■ **TEXT**
^^^^^^^^

I don’t understand what “go above the arithmetic level” means.
But here’s another way that I can restate my original complaint.
Collatz Conjecture:
If your number is odd, triple it and add one.
If your number is even, divide by two.
…Prove or disprove: if you start at positive integer, then you’ll eventually wind up at 1.
Steve Conjecture:
If your number is odd, add one.
If your number is even, divide by two.
…Prove or disprove: if you start at a positive integer, then you’ll eventually wind up at 1.
Steve Conjecture is true and easy to prove, right?
But your argument that “That’s why it will never be solved” applies to the Steve Conjecture just as much as it applies to the Collatz Conjecture, because your argument does not mention any specific aspects of the Collatz Conjecture that are not also true of the Steve Conjecture. You never talk about the factor of 3, you never talk about proof by induction, you never talk about anything that would distinguish Collatz Conjecture from Steve Conjecture. Therefore, your argument is invalid, because it applies equally well to things that do in fact have proofs.
Your post purports to conclude: “That’s why [the Collatz conjecture] will never be solved”.
Do you think it would also be correct to say: “That’s why [the Steve conjecture] will never be solved”?
If yes, then I think you’re using the word “solved” in an extremely strange and misleading way.
If no, then you evidently messed up, because your argument does not rely on any property of the Collatz conjecture that is not equally true of the Steve conjecture.
Yeah, just went through this whole same line of evasion. Alright, the Collatz conjecture will never be “proved” in this restrictive sense—and neither will the Steve conjecture or the irrationality of √2—do we care? It may still be proved according to the ordinary meaning.

^^^^^^^^

■ **WRITTEN TASK**
Reproduce everything in the thread from "Do you think" down to "the ordinary meaning.", word for word. The rows come from a separate source, unrelated to the thread.

^^^^^^^^

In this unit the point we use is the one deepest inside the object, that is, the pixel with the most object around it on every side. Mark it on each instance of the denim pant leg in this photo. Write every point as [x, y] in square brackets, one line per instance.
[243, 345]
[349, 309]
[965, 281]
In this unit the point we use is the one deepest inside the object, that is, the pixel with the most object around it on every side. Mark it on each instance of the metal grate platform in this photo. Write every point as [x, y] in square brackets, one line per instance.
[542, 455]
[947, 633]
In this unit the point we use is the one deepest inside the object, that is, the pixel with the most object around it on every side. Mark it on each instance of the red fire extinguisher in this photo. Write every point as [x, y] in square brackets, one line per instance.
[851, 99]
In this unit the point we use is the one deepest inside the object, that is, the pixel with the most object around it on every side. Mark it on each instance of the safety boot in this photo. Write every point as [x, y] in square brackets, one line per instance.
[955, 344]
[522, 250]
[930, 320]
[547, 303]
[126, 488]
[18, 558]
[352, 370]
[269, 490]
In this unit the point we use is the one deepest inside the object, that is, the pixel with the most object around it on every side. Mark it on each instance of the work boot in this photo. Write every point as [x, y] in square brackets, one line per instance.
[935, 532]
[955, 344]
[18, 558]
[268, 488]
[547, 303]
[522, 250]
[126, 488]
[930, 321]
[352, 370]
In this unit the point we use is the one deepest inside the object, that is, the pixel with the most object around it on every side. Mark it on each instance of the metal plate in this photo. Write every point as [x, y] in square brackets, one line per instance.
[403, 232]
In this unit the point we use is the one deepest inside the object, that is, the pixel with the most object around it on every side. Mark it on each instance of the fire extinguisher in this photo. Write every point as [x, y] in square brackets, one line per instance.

^^^^^^^^

■ **RIGHT ANSWER**
Do you think it would also be correct to say: “That’s why [the Steve conjecture] will never be solved”?
If yes, then I think you’re using the word “solved” in an extremely strange and misleading way.
If no, then you evidently messed up, because your argument does not rely on any property of the Collatz conjecture that is not equally true of the Steve conjecture.
Yeah, just went through this whole same line of evasion. Alright, the Collatz conjecture will never be “proved” in this restrictive sense—and neither will the Steve conjecture or the irrationality of √2—do we care? It may still be proved according to the ordinary meaning.